#### WHAT YOU NEED TO DO
Exact repetition is required: output every record in full.

#### INFORMATION SUPPLIED
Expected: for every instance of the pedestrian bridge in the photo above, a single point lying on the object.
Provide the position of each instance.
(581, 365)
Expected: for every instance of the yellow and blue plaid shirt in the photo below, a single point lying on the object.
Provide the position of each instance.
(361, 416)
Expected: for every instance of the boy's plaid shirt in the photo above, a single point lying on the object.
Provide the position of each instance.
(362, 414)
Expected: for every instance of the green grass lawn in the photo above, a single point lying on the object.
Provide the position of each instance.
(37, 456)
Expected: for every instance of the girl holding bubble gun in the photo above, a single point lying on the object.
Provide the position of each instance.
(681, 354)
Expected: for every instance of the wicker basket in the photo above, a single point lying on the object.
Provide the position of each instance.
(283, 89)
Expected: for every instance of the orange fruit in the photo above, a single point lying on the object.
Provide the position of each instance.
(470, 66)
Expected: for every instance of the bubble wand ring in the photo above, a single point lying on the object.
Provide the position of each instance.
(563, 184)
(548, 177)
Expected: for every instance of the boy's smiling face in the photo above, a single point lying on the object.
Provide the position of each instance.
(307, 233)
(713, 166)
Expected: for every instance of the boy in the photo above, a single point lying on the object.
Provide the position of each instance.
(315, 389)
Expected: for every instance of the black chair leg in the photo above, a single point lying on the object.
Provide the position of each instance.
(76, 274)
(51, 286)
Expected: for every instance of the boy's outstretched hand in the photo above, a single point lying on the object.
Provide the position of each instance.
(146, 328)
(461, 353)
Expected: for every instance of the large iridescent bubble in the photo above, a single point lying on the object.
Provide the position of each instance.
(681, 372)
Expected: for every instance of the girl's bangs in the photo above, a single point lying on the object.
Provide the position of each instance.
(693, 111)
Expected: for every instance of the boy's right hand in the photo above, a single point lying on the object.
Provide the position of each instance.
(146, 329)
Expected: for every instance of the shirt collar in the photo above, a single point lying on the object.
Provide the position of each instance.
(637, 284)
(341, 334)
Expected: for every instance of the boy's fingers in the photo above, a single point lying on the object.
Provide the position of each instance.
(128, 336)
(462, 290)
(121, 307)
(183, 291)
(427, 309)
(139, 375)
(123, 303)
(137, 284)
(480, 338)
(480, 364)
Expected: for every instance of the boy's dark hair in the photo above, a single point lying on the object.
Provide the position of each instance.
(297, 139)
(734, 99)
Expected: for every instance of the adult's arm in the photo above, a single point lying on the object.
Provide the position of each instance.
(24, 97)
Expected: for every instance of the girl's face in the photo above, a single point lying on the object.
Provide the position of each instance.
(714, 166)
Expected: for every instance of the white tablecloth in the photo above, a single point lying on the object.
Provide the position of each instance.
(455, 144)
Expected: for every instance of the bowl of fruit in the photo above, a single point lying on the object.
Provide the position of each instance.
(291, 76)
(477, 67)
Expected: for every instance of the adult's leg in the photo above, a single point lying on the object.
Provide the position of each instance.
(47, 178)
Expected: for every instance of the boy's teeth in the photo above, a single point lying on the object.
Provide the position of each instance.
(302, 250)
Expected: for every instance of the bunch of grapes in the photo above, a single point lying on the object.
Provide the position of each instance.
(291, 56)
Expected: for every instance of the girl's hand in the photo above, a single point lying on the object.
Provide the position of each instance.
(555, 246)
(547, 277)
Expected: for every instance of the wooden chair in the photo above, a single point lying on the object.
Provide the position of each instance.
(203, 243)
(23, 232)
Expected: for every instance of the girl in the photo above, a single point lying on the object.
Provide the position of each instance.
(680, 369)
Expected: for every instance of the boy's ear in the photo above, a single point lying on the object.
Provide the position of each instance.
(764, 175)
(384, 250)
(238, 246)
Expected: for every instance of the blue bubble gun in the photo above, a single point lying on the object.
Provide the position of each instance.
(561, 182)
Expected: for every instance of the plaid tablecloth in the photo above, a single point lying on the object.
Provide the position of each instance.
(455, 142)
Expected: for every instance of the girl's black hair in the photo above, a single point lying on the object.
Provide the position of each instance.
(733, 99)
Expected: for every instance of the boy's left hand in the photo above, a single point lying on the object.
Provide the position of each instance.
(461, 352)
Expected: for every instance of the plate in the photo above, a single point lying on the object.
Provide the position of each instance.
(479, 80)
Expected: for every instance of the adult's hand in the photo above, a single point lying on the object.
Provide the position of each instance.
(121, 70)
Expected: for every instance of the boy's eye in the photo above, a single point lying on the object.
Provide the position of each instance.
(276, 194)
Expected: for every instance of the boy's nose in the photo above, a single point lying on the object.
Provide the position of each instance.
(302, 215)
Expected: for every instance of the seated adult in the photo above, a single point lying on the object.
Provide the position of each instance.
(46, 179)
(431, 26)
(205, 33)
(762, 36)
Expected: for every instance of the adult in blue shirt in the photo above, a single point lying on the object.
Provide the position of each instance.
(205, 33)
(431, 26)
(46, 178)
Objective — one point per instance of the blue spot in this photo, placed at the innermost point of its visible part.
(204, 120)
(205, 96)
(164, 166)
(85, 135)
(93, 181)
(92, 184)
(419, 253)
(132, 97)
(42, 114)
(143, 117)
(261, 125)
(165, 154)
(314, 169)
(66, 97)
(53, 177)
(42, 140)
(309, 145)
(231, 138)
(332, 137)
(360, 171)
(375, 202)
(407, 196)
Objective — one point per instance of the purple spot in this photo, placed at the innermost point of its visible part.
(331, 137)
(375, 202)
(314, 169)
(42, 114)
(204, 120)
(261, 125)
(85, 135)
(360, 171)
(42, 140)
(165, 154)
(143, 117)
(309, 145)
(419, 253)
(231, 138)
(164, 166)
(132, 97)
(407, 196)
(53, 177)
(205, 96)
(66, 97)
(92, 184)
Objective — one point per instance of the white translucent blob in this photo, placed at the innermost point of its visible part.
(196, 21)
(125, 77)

#### TASK RESPONSE
Expected: for every instance of the pedestrian bridge in the photo above, a single point lying on the object.
Provide the position of each instance.
(581, 365)
Expected: for every instance of the yellow and blue plaid shirt in the photo below, a single point lying on the object.
Provide the position of each instance.
(361, 416)
Expected: for every instance of the boy's plaid shirt in the photo above, a single point lying on the object.
Provide the position of each instance.
(362, 414)
Expected: for every instance of the green grass lawn in the photo above, a single point lying on the object.
Provide the position of each instance.
(37, 456)
Expected: for every instance of the girl holding bubble gun in the photo above, a single point lying on the object.
Provide the position of each instance.
(681, 354)
Expected: for every instance of the wicker basket in the photo above, a single point lying on the object.
Provide the position of each instance.
(283, 89)
Expected: for every instance of the orange fruit in the photo above, a single point lying on the object.
Provide the position of each instance.
(470, 66)
Expected: for every instance of the bubble wand ring in the photo above, a single point lying on the object.
Provide the position of each instance.
(563, 184)
(548, 177)
Expected: for every instance of the boy's smiling face in the photo above, a single point lying on the object.
Provide the position of each instance.
(307, 233)
(713, 166)
Expected: for every instance of the boy in the photo above, a single point lying on the object.
Provide the position of each instance.
(315, 389)
Expected: for every instance of the black chair leg in the photo above, a single point lying on the object.
Provide the position of each instance.
(76, 274)
(51, 286)
Expected: for every instance of the boy's outstretched hand in the photo above, a single point lying on the object.
Provide the position of each instance.
(146, 328)
(461, 353)
Expected: for every instance of the large iridescent bubble in the photo above, a single point lying on the object.
Provide the position of each instance.
(681, 372)
Expected: for every instance of the girl's bangs in the photo above, a single point lying on the object.
Provide the position of each instance.
(693, 111)
Expected: for every instance of the boy's right hand in the photo above, a single point lying on the object.
Provide the position of each instance.
(146, 329)
Expected: for every instance of the shirt collar in the photo above, a single point lying on the object.
Provide the position of each instance.
(637, 284)
(341, 334)
Expected: for every instance of the boy's fingers in the photo above, a single point lying on the object.
Provide the position of each instance.
(128, 336)
(462, 290)
(121, 307)
(183, 291)
(427, 309)
(139, 375)
(123, 303)
(137, 284)
(480, 338)
(480, 364)
Expected: for every instance of the boy's dark hair in the photo above, a single point lying on the object.
Provide the position of each instance.
(297, 139)
(734, 99)
Expected: for every instance of the adult's arm in the photo above, a single point lying on the object.
Provide the position of each instance.
(24, 97)
Expected: for every instance of the girl's face in the photo above, a single point lying on the object.
Provide the position of each instance.
(714, 166)
Expected: for every instance of the white tablecloth in the photo above, a single point lying on the object.
Provide the position of each instance.
(455, 144)
Expected: for every instance of the bowl of fruit in the photo above, a single point lying on the object.
Provide the position of each instance.
(291, 76)
(477, 67)
Expected: for every instance of the adult's leg in the photo above, a single point lying on the object.
Provide the position of each instance.
(47, 178)
Expected: for every instance of the boy's teeth in the photo above, a single point lying on the object.
Provide the position of each instance.
(302, 250)
Expected: for every instance of the bunch of grapes in the photo above, a single point lying on the object.
Provide the position of each instance.
(291, 56)
Expected: for every instance of the girl's hand in the photo above, a single point lying on the object.
Provide the position of each instance.
(555, 246)
(547, 277)
Expected: for every instance of the wooden chair in the photo above, a single point lying on the object.
Provide the position of each instance.
(203, 243)
(23, 232)
Expected: for every instance of the girl in the photo above, a single point lying on the object.
Provide the position of each instance.
(680, 369)
Expected: for every instance of the boy's ear in the photo above, a single point lying on the object.
Provide the position of each instance.
(764, 175)
(384, 250)
(238, 246)
Expected: for every instance of the blue bubble gun in the photo above, a single point lying on the object.
Provide the position of each instance.
(561, 182)
Expected: for every instance of the plaid tablecloth in the photo above, a single point lying on the object.
Provide the position of each instance.
(455, 142)
Expected: for every instance of the girl's black hair in the photo above, a single point lying on the object.
Provide the position of each instance.
(733, 99)
Expected: for every instance of the boy's left hand in the photo above, a single point lying on the object.
Provide the position of each instance.
(461, 352)
Expected: for every instance of the plate in the photo above, a single point lying on the object.
Provide the position of each instance.
(479, 80)
Expected: for every instance of the adult's hand in the photo above, a single point lying on the object.
Provide the position of each instance.
(121, 70)
Expected: for every instance of the boy's eye in the photo above, a single point lying on the object.
Provide the position of each instance.
(276, 194)
Expected: for every instance of the boy's nose in the photo above, a single point lying on the object.
Provide the position of each instance.
(302, 215)
Expected: for every instance of the seated adult in the photo above, a single point lying on the object.
Provide the position of each instance.
(46, 179)
(431, 26)
(205, 33)
(762, 36)
Expected: for every instance of the adult in blue shirt in the photo above, a single point lying on the object.
Provide the position of each instance.
(205, 33)
(431, 26)
(46, 178)
Objective — one point per instance of the blue spot in this photo, placed at the innermost point of its visible part.
(204, 120)
(205, 96)
(164, 166)
(85, 135)
(93, 181)
(92, 184)
(419, 253)
(132, 97)
(42, 114)
(143, 117)
(261, 125)
(165, 154)
(314, 169)
(66, 97)
(53, 177)
(42, 140)
(309, 145)
(231, 138)
(332, 137)
(360, 171)
(375, 202)
(407, 196)
Objective — one point per instance of the purple spot in this photo, placed at the innermost point of its visible part.
(331, 137)
(375, 202)
(314, 169)
(42, 114)
(204, 120)
(261, 125)
(85, 135)
(360, 171)
(42, 140)
(165, 154)
(143, 117)
(309, 145)
(419, 253)
(231, 138)
(164, 166)
(132, 97)
(407, 196)
(53, 177)
(205, 96)
(66, 97)
(92, 184)
Objective — one point per instance of the white translucent blob in this photo, placed at the innermost point of its visible part.
(196, 21)
(125, 77)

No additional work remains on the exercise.